_THE TASK_
Set down the first line below and each line after it, ending with the one that holds "Target: man's eyebrow". Pictures do not belong in the copy.

--- MATERIAL FOR THIS TASK Enclosed Below ---

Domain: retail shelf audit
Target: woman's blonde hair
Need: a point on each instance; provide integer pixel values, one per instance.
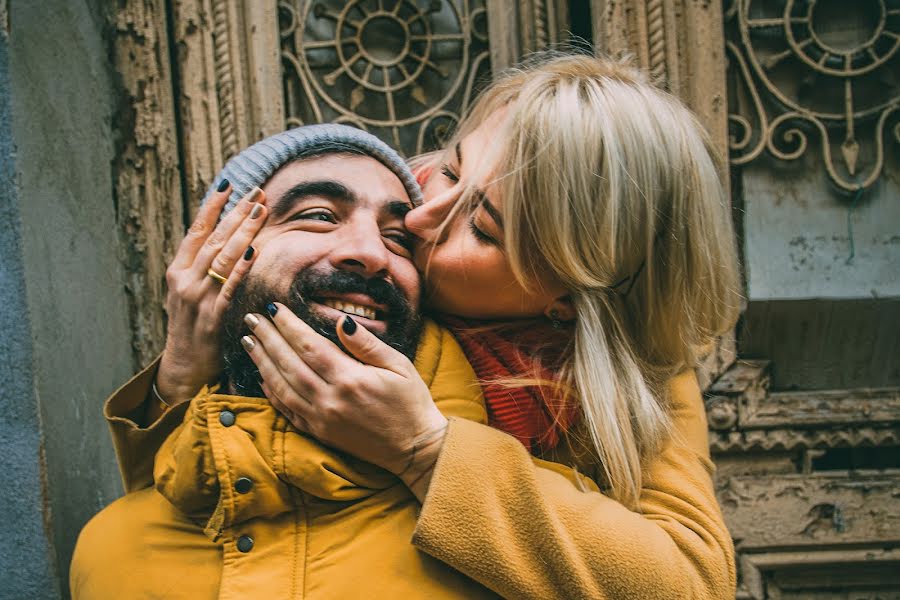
(611, 184)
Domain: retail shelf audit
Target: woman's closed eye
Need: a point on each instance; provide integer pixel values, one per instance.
(480, 235)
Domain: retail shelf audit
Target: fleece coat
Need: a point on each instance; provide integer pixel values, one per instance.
(496, 521)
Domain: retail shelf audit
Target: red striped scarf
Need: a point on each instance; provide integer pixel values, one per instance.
(536, 415)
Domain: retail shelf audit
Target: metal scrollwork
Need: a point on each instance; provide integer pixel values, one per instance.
(403, 69)
(822, 69)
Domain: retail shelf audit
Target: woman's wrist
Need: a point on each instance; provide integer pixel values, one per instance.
(417, 475)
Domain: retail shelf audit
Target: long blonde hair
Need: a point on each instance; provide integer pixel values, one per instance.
(611, 184)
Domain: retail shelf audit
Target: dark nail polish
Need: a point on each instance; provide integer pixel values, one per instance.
(349, 326)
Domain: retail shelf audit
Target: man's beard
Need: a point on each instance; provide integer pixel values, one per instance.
(404, 324)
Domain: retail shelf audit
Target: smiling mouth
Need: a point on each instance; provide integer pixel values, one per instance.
(350, 308)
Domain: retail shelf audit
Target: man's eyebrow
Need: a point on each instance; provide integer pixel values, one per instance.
(398, 208)
(326, 187)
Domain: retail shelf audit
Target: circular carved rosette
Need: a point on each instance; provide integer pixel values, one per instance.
(827, 68)
(400, 68)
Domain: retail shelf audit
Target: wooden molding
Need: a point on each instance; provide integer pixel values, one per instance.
(146, 170)
(229, 82)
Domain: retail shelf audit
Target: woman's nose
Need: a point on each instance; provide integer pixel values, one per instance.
(425, 220)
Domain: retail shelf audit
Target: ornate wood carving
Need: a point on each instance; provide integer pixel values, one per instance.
(403, 70)
(679, 42)
(808, 483)
(229, 82)
(820, 69)
(867, 573)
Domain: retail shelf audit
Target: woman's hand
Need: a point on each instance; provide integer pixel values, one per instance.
(374, 406)
(196, 301)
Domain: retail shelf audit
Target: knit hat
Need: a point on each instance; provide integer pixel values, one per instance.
(255, 165)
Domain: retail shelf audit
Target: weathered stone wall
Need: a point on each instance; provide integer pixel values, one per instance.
(29, 551)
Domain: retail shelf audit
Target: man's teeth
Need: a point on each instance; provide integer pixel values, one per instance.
(351, 309)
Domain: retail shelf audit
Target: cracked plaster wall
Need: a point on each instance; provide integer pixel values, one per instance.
(66, 336)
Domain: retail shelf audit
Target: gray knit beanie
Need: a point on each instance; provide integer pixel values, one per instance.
(255, 165)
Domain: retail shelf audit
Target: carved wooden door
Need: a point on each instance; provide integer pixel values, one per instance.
(808, 472)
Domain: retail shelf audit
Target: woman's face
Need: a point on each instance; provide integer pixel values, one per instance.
(466, 271)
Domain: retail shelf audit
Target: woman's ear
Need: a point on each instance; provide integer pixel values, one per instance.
(561, 309)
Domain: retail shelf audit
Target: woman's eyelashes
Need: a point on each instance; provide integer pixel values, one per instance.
(402, 239)
(449, 173)
(315, 214)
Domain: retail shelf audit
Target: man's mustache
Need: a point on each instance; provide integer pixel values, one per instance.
(380, 290)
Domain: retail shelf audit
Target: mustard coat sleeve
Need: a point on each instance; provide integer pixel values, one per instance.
(528, 531)
(136, 445)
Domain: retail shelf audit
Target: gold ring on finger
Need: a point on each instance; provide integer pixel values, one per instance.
(218, 277)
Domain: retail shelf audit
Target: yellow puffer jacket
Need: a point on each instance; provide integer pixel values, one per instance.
(247, 507)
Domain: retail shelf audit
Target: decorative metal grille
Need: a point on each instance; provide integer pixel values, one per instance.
(403, 69)
(826, 69)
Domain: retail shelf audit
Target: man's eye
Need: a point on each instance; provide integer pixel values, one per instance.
(449, 173)
(315, 215)
(480, 235)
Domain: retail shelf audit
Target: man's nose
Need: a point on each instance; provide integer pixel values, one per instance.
(425, 220)
(362, 250)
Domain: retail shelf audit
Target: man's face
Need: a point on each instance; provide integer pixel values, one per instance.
(334, 243)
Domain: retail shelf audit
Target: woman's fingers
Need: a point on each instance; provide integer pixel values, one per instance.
(240, 239)
(295, 418)
(369, 349)
(271, 352)
(223, 232)
(317, 351)
(202, 227)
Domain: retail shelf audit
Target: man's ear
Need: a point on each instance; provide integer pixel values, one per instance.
(561, 309)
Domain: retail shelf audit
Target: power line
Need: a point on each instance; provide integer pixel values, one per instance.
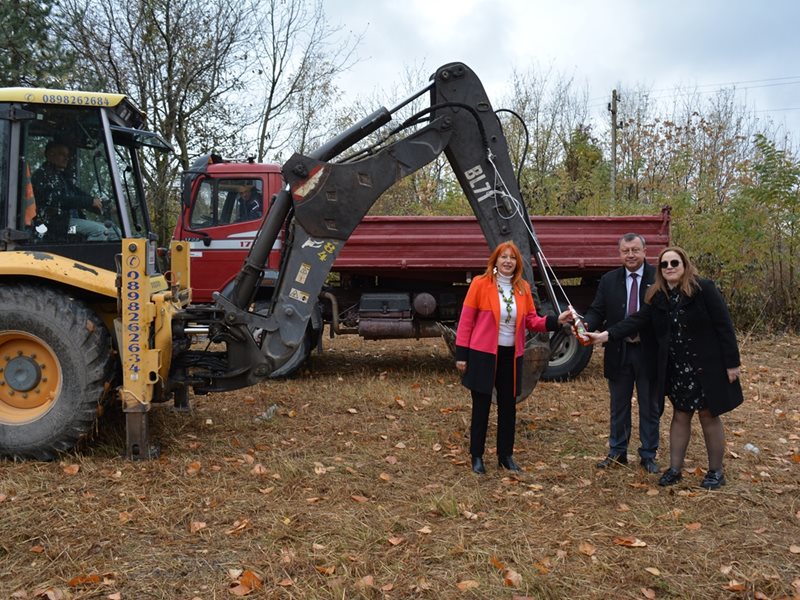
(676, 91)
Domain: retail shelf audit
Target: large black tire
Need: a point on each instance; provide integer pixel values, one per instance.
(56, 358)
(569, 358)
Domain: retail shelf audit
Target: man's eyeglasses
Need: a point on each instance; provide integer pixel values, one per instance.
(674, 263)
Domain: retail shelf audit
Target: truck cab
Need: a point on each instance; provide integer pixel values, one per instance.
(228, 203)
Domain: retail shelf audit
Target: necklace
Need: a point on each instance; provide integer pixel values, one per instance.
(509, 300)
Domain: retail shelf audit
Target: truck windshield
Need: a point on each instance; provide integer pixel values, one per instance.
(227, 201)
(67, 193)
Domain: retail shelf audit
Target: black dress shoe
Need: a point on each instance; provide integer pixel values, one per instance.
(478, 466)
(649, 465)
(612, 460)
(670, 477)
(508, 463)
(713, 480)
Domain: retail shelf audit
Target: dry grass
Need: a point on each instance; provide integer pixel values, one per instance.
(358, 487)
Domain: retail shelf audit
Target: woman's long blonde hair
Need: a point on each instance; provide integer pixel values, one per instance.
(490, 266)
(688, 282)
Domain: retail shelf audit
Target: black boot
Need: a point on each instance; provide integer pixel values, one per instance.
(507, 462)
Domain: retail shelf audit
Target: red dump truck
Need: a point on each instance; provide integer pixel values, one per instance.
(397, 276)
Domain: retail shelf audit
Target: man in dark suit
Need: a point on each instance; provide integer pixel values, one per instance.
(619, 294)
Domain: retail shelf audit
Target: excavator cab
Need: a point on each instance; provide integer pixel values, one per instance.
(72, 210)
(73, 184)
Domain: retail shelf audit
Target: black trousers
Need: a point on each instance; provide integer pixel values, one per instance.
(506, 408)
(633, 372)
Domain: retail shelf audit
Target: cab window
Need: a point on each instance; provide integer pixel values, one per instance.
(227, 201)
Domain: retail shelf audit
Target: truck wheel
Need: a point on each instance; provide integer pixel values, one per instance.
(569, 358)
(55, 358)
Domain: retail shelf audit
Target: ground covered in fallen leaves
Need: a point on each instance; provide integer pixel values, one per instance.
(353, 481)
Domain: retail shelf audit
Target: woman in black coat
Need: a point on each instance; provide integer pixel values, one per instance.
(697, 358)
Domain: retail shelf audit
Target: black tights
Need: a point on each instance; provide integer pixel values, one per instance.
(680, 431)
(506, 408)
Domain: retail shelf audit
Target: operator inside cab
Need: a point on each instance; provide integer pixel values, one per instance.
(61, 204)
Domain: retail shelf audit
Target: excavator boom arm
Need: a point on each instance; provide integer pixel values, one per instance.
(328, 200)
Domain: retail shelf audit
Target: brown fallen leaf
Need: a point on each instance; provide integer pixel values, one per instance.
(196, 526)
(258, 470)
(330, 570)
(587, 549)
(467, 584)
(238, 526)
(367, 581)
(630, 542)
(511, 578)
(734, 586)
(239, 589)
(79, 580)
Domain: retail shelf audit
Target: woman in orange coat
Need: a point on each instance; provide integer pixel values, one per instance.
(490, 342)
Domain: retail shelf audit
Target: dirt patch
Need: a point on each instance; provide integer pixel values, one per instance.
(353, 482)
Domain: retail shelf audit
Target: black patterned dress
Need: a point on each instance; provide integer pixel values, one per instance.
(685, 391)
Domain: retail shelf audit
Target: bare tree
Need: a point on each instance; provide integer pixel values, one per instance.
(296, 55)
(553, 107)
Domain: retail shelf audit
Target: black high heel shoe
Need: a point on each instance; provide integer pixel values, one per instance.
(507, 462)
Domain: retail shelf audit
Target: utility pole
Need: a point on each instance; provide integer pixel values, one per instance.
(612, 107)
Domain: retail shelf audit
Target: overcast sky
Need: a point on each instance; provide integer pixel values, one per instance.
(602, 44)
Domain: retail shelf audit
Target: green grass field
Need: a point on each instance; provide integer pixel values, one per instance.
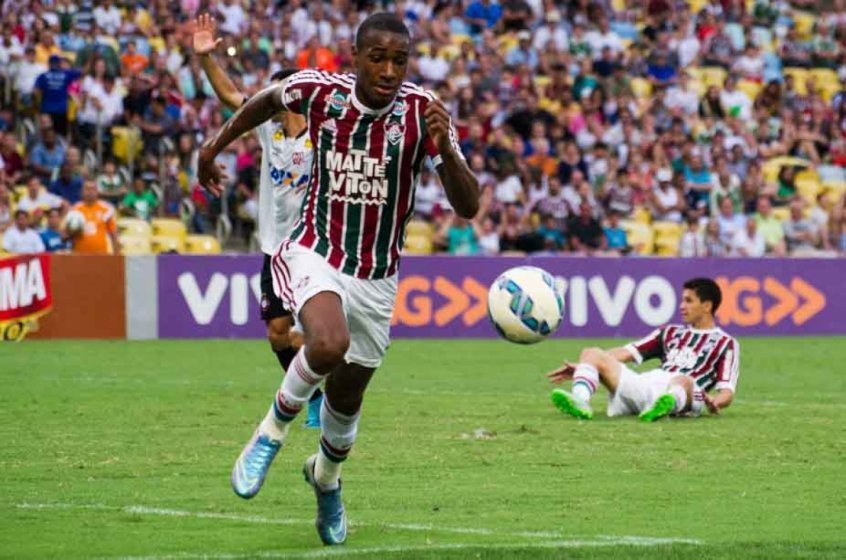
(116, 449)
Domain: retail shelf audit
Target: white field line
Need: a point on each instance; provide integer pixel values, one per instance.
(144, 510)
(376, 551)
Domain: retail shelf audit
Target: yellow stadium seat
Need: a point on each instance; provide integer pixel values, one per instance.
(134, 227)
(808, 188)
(824, 76)
(713, 75)
(419, 227)
(781, 213)
(750, 88)
(418, 245)
(641, 87)
(639, 236)
(135, 245)
(800, 77)
(169, 227)
(666, 230)
(168, 244)
(122, 138)
(804, 23)
(834, 188)
(642, 215)
(202, 245)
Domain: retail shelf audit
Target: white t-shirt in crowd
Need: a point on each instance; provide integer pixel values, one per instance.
(26, 241)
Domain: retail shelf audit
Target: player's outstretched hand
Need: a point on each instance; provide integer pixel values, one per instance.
(709, 402)
(210, 174)
(562, 374)
(437, 123)
(204, 35)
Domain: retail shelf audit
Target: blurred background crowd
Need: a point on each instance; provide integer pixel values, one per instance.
(606, 127)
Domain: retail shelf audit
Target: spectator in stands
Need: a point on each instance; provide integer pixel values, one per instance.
(133, 63)
(667, 202)
(730, 222)
(21, 238)
(140, 202)
(51, 92)
(53, 235)
(800, 233)
(38, 201)
(585, 232)
(553, 238)
(692, 243)
(13, 164)
(68, 185)
(459, 236)
(99, 236)
(770, 227)
(47, 155)
(748, 241)
(5, 207)
(616, 240)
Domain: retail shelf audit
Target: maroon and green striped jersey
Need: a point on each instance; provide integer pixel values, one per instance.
(710, 357)
(366, 166)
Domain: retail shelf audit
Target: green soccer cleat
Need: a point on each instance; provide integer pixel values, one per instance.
(662, 407)
(568, 404)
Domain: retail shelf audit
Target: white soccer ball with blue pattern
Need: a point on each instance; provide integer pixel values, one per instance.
(524, 304)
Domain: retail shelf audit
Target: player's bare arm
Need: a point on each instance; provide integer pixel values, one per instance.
(205, 42)
(258, 109)
(461, 186)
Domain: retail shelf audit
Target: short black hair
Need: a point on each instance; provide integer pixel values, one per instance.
(706, 290)
(381, 21)
(280, 75)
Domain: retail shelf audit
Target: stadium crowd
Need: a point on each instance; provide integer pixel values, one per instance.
(608, 127)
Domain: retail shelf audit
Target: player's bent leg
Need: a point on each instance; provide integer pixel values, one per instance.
(279, 336)
(676, 400)
(339, 415)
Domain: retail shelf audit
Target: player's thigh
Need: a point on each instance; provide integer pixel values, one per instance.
(345, 387)
(636, 392)
(370, 307)
(314, 291)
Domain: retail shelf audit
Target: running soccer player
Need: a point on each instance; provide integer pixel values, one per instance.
(337, 271)
(285, 168)
(696, 357)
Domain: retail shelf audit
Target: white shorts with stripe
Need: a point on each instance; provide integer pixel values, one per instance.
(637, 391)
(299, 274)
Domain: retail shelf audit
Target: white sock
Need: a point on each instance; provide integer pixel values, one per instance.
(680, 395)
(327, 473)
(585, 382)
(274, 428)
(337, 435)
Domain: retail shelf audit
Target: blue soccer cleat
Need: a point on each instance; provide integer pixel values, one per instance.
(253, 464)
(313, 418)
(331, 519)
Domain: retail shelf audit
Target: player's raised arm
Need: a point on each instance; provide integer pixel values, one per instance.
(205, 42)
(461, 186)
(258, 109)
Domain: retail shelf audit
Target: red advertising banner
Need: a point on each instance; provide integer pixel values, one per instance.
(25, 293)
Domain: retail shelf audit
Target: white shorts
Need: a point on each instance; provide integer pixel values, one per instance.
(300, 274)
(636, 392)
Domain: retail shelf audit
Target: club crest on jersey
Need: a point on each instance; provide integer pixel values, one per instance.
(400, 108)
(394, 132)
(338, 101)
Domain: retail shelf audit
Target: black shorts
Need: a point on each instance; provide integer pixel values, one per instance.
(271, 306)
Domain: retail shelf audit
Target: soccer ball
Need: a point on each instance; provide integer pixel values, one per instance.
(524, 305)
(74, 222)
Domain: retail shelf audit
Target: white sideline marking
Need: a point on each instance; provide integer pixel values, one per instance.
(377, 550)
(144, 510)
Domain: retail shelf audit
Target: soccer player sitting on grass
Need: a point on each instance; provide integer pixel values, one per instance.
(696, 358)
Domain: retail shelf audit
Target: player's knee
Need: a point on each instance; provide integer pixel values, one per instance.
(327, 351)
(593, 356)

--- End of Enclosed MATERIAL FOR THIS TASK ---

_SOLUTION FOR THIS EXERCISE_
Domain: retail shelf audit
Target: woman's blonde hair
Need: a point on each instance; provide integer pixel values, one per instance.
(611, 184)
Domain: retail shelf audit
Target: woman's closed eye
Need: a point on each instance; provide integer pixel values, one per instance.
(480, 235)
Domain: retail shelf audit
Target: fleece coat
Need: a point on each instance; provide integer pixel values, one per instance.
(496, 521)
Domain: retail shelf audit
Target: red striped scarf
Need: a point on each instance; provide integer pixel values, one per instance.
(536, 415)
Domain: retail shelf audit
Target: metal scrollwork
Need: a point on each instance; provide integer pixel values, one per instance.
(403, 69)
(822, 69)
Domain: retail shelf audit
Target: woman's wrist
Need: a point on each instance; provide integer pixel values, one per instance.
(417, 475)
Domain: retail shelf audit
Target: long blonde hair
Need: a point on each instance; provide integer pixel values, one per instance.
(611, 184)
Domain: retail shelf audit
Target: dark nail polish
Need: a point on each instance; provide integer pixel values, one per instance.
(349, 326)
Domain: retail shelf audit
Target: man's beard
Need: a point on each instance; provide integer pixel values, one per instance.
(404, 324)
Domain: retail shelf audit
Target: smiling mouth
Need: a point on each instance; provide integer pixel values, one per instance.
(350, 308)
Domain: retail shelf audit
Target: man's eyebrow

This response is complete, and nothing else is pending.